■ **The problem**:
Reproduce the records below exactly; no pictures.

■ **Given records**:
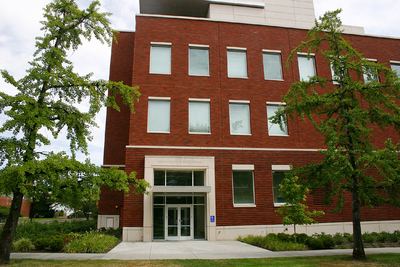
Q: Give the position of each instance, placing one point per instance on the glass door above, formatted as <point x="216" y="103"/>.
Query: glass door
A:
<point x="179" y="223"/>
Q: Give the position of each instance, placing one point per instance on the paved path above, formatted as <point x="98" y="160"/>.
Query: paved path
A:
<point x="190" y="250"/>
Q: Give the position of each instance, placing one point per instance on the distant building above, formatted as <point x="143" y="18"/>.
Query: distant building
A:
<point x="210" y="74"/>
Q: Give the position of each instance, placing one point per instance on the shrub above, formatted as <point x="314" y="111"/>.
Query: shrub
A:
<point x="315" y="243"/>
<point x="56" y="244"/>
<point x="349" y="237"/>
<point x="42" y="243"/>
<point x="4" y="211"/>
<point x="301" y="238"/>
<point x="284" y="237"/>
<point x="23" y="244"/>
<point x="338" y="238"/>
<point x="92" y="243"/>
<point x="394" y="237"/>
<point x="368" y="238"/>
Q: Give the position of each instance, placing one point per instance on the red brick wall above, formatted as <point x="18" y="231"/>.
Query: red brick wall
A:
<point x="6" y="201"/>
<point x="220" y="89"/>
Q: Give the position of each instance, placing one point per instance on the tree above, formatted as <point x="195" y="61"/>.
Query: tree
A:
<point x="293" y="211"/>
<point x="347" y="112"/>
<point x="47" y="100"/>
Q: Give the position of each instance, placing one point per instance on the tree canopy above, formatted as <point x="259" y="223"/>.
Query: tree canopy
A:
<point x="348" y="111"/>
<point x="48" y="99"/>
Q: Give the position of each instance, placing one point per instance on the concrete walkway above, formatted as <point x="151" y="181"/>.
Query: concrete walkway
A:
<point x="190" y="250"/>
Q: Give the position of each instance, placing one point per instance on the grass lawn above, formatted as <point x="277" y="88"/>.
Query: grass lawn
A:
<point x="337" y="261"/>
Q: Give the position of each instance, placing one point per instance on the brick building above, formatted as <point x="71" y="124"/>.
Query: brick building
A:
<point x="210" y="74"/>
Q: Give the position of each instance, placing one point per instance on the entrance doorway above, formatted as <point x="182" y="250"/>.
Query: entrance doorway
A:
<point x="179" y="216"/>
<point x="179" y="223"/>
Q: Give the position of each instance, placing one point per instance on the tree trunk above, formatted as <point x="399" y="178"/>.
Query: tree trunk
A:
<point x="358" y="247"/>
<point x="7" y="236"/>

■ **Reply**:
Q: Give the position of each instance, placing one point per instance on the glass door above, formatted as <point x="216" y="103"/>.
Query: glass door
A:
<point x="179" y="223"/>
Q: Give the position of each instance, placing one point per instance on the paved path above, formatted as <point x="98" y="160"/>.
Query: paved path
A:
<point x="190" y="250"/>
Q: Give the position of each instance, placing one point per instance on the distant building above, formatted as <point x="143" y="18"/>.
Query: distant building
A:
<point x="210" y="74"/>
Q: Give the position of each instance, placing one point per instance on the shrub above, formatted as <point x="314" y="111"/>.
Query: shrub
A:
<point x="315" y="243"/>
<point x="56" y="244"/>
<point x="349" y="237"/>
<point x="42" y="243"/>
<point x="4" y="211"/>
<point x="301" y="238"/>
<point x="284" y="237"/>
<point x="23" y="244"/>
<point x="338" y="238"/>
<point x="92" y="243"/>
<point x="394" y="237"/>
<point x="368" y="238"/>
Q: Give the position of each instance, placing one point per instance on the red brick wall above, formatted as <point x="18" y="231"/>.
Query: red brick wall
A:
<point x="6" y="201"/>
<point x="220" y="89"/>
Q: Give the position of each instance, placing one point per instance on the tree above, formatted as <point x="195" y="61"/>.
Query: tree
A:
<point x="293" y="211"/>
<point x="347" y="112"/>
<point x="47" y="100"/>
Q: Give the position of each instance, placing one point per instance on the tree canopy above, formatted as <point x="259" y="223"/>.
Query: tree canopy
A:
<point x="348" y="111"/>
<point x="48" y="99"/>
Q: Give the position of each instance, placing one point per instance on the concrete walkway above, formatted as <point x="151" y="181"/>.
Query: concrete walkway
A:
<point x="190" y="250"/>
Q: Give the position of each instance, placing one point per instance on the grass lawn above, formatted as <point x="277" y="88"/>.
Query: grass lawn
A:
<point x="337" y="261"/>
Q: Give the position of each instance, placing one point per instance on the brick building above, formatted as <point x="71" y="124"/>.
Query: brick building
A:
<point x="210" y="74"/>
Q: Give the position of each instance, placing one point per instance on the entrance doorway above, formatted as <point x="182" y="250"/>.
Query: entrance doorway
A:
<point x="179" y="216"/>
<point x="179" y="223"/>
Q: Give the position of each instance, placing one point per instance on the tree trunk above, formatted as <point x="399" y="178"/>.
Query: tree trunk
A:
<point x="358" y="247"/>
<point x="7" y="236"/>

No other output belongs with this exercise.